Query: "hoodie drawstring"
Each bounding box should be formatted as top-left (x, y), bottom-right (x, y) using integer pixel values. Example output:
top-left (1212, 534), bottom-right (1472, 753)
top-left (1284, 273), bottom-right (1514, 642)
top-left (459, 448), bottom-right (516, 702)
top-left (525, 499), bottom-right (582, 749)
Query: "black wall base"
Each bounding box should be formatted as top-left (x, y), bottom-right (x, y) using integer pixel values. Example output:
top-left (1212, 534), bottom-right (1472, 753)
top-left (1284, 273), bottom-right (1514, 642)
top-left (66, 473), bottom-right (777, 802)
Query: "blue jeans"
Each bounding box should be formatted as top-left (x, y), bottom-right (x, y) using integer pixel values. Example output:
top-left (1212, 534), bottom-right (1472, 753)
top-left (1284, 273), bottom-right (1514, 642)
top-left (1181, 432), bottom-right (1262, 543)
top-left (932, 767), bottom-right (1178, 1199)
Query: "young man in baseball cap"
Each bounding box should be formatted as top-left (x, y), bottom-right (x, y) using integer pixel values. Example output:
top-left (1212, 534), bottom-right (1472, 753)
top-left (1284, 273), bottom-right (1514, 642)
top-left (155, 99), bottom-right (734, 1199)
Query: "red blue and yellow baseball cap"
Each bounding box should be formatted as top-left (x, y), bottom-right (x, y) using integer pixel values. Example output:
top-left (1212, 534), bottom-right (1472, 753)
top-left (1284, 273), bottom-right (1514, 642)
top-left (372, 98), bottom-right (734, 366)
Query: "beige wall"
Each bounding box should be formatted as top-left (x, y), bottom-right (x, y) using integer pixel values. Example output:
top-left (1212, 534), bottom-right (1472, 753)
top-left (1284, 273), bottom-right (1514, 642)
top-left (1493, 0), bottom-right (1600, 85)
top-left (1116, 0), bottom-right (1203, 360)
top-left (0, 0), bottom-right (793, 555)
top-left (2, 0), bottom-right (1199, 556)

____

## What the task asks
Show the lines of the listing above with "wall".

## Final answer
Query: "black wall base"
Query: "beige wall"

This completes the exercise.